### Work required
Write the records out again, precisely as they stand.

### Data section
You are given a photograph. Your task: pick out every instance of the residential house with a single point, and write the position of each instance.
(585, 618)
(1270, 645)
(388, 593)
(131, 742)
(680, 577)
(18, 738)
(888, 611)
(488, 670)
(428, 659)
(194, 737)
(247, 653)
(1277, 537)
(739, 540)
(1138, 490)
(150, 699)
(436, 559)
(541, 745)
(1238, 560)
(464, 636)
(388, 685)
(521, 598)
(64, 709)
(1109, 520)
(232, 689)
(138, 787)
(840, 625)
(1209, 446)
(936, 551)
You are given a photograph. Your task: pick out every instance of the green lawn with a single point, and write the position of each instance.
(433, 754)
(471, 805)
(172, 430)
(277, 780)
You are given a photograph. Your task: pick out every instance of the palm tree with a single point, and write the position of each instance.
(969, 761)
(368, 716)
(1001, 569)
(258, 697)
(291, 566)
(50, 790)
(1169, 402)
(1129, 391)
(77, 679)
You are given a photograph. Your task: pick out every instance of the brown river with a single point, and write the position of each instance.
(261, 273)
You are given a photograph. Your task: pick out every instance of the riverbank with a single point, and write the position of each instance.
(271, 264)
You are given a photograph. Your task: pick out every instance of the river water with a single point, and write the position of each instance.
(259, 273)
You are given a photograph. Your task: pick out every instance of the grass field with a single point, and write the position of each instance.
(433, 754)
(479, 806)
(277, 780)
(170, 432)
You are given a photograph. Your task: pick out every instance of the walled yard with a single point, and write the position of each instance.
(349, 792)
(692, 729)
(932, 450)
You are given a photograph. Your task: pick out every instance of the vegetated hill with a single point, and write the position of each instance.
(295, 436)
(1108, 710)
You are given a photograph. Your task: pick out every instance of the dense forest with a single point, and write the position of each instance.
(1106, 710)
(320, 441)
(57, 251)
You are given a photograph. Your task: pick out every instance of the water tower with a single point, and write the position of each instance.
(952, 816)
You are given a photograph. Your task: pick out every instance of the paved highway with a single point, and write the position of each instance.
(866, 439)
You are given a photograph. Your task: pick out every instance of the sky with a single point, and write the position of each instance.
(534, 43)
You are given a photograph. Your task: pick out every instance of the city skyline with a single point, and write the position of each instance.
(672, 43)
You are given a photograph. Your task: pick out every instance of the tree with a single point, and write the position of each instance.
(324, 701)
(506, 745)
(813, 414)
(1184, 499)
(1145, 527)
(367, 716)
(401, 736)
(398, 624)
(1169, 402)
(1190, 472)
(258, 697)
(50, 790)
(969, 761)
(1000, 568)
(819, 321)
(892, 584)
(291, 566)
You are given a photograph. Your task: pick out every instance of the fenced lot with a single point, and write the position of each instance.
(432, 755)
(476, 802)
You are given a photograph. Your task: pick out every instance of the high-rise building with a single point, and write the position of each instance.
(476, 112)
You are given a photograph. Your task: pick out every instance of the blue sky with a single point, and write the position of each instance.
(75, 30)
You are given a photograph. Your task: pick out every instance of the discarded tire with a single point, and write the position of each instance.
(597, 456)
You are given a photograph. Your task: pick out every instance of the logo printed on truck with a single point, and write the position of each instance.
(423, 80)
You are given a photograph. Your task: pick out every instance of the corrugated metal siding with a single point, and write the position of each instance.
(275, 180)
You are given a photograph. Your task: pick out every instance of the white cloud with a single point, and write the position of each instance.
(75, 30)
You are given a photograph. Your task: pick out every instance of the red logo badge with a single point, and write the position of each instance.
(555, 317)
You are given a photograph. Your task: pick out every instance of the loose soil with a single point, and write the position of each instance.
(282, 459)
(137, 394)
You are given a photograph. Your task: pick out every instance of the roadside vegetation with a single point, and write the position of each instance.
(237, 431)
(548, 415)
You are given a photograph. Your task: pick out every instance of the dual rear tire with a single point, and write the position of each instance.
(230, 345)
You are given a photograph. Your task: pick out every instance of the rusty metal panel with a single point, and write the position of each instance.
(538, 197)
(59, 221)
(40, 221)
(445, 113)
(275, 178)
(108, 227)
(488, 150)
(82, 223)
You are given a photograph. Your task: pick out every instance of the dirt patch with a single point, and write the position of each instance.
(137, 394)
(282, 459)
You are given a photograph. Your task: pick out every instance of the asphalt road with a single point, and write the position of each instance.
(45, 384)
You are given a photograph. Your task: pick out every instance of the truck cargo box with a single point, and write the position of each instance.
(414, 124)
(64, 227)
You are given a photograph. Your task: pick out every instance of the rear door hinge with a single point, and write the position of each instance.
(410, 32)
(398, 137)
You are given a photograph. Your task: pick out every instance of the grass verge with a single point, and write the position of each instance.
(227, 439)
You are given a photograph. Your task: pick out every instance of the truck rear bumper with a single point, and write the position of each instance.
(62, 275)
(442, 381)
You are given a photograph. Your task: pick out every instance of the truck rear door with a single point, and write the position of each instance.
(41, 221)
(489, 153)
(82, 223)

### Answer space
You are given a photograph. Your task: pick out every instance of the residential house with a single point, and write the position of each instance.
(585, 618)
(1270, 645)
(388, 593)
(131, 742)
(680, 577)
(18, 738)
(888, 611)
(488, 670)
(428, 659)
(194, 737)
(247, 653)
(1277, 537)
(739, 540)
(1138, 490)
(150, 699)
(436, 559)
(541, 745)
(1238, 560)
(464, 636)
(388, 685)
(521, 598)
(64, 709)
(1109, 520)
(232, 689)
(138, 787)
(840, 625)
(1209, 446)
(936, 551)
You are given a photograph. Your task: pick out every instance of the green lawn with a single point, and write the position of each instance.
(433, 754)
(471, 805)
(172, 430)
(277, 780)
You are given a photograph. Your task: pick out every instance of the palm tree with a single point, and write the position of each instance.
(969, 761)
(368, 716)
(1001, 569)
(258, 697)
(291, 566)
(50, 790)
(1169, 402)
(1129, 391)
(77, 679)
You are given a photograph. Your task: pick out every instance of the brown river with a single point, and write the position of each instance.
(261, 273)
You are given a photograph. Your task: pick out every instance of the riverbank with a single point, and write the position of each instance.
(271, 264)
You are given a photograph. Your task: pick out every instance of the river water with a single point, and write the position of each instance.
(259, 273)
You are given a photograph. Your task: pick out every instance of the grass field with a single point, and write the position of each instance.
(433, 754)
(479, 806)
(277, 780)
(170, 432)
You are given a photograph. Your task: pick out every instance of the walled yard with a single point, and write the position of each instance.
(349, 792)
(692, 729)
(932, 450)
You are given a photograph. Your task: pick out every instance of the vegetated hill with a single point, and write the position of each instance.
(295, 436)
(1108, 710)
You are given a photograph. Your task: pick out every instance of the dense forest with a single point, and write the position of each instance.
(1106, 710)
(320, 441)
(57, 251)
You are given a photograph. Your task: pick out every instance of the water tower with a single point, and write the position of each instance.
(952, 816)
You are given a photograph. Your task: pick out every instance of the paved highway with a single point, and write the position of each instance.
(866, 439)
You are given a photograph. Your task: pick out every instance of the sky with a single point, and write the position of each instance.
(534, 43)
You are given a photograph. Your task: pick out every instance of the city skyline with a single point, and write the position of each instance.
(672, 43)
You are given a photograph. Your task: pick out every instance of the tree with a single point, and write the position of each instance.
(324, 701)
(506, 745)
(813, 414)
(1184, 499)
(1145, 527)
(367, 716)
(401, 736)
(398, 624)
(1169, 402)
(1190, 472)
(258, 697)
(50, 790)
(969, 761)
(1000, 568)
(819, 321)
(892, 584)
(291, 566)
You are given a photograph. Your task: pick out every instance of the fenced lot with a single point, and write the position of each instance.
(432, 755)
(476, 802)
You are given a photograph. Your task: pick out every instance of the high-rise building with a single point, and write the position of each instance.
(476, 112)
You are given a photograph. Your task: pick out every instance of the blue sky with a single point, and write the position of each instance.
(75, 30)
You are given a photograph. Your task: pick out every instance of the discarded tire with a single point, and write the position of each instance.
(597, 456)
You are given a photograph. Your task: pick out every instance of the logo printed on truck with a single point, and write the position of each instance.
(423, 80)
You are given a photograph. Your task: pick out every instance of the corrugated metal siding with a single point, and write the position of each instance.
(275, 180)
You are given a photograph. Your task: pick out every instance of the white cloud with a single point, and write the position of each instance.
(75, 30)
You are given a photograph. Your task: pick out every instance of the red logo badge with a single point, and write the position of each instance.
(555, 317)
You are given a photograph. Your task: pick out every instance of the loose soil with a single point, and write the position of each instance.
(282, 459)
(137, 394)
You are given a photograph. Your task: pick out every instance of the roadside vegetation with a single point, and write the position of each instance.
(237, 431)
(548, 415)
You are given a photograph. Your task: pick out every instance of the dual rear tire with a single point, and write the position of each instance.
(230, 345)
You are given a photograph. Your task: pick out every instance of the rusty metal panel with a single point, and write the position of each instance.
(538, 197)
(59, 221)
(40, 221)
(445, 113)
(275, 178)
(108, 227)
(488, 150)
(82, 223)
You are given a photograph. Your task: pick out every instance of the dirt patch with a single point, and write the position of each instance.
(137, 394)
(282, 459)
You are given a photograph. Your task: pick out every instance of the asphalt road with a single point, and write the position of each instance.
(45, 384)
You are given a photograph. Your task: pick out every instance of the truck cargo box with a single point, and write the position of each instance.
(414, 124)
(64, 227)
You are given a photograph. Your task: pick out every instance of the rear door hinge with a single point, and write the position of each instance.
(410, 32)
(398, 137)
You are given a photograph. Your task: pick out every instance of the grass verge with a single point, and write the position of each instance.
(227, 439)
You are given a photograph. Your task: pick out every instance of the truck rear bumper with a single point, and write the position of each instance.
(62, 275)
(442, 381)
You are given a photograph. Your task: pick out every instance of the truck rear door with a single point, and write the position of each instance.
(41, 221)
(489, 153)
(82, 223)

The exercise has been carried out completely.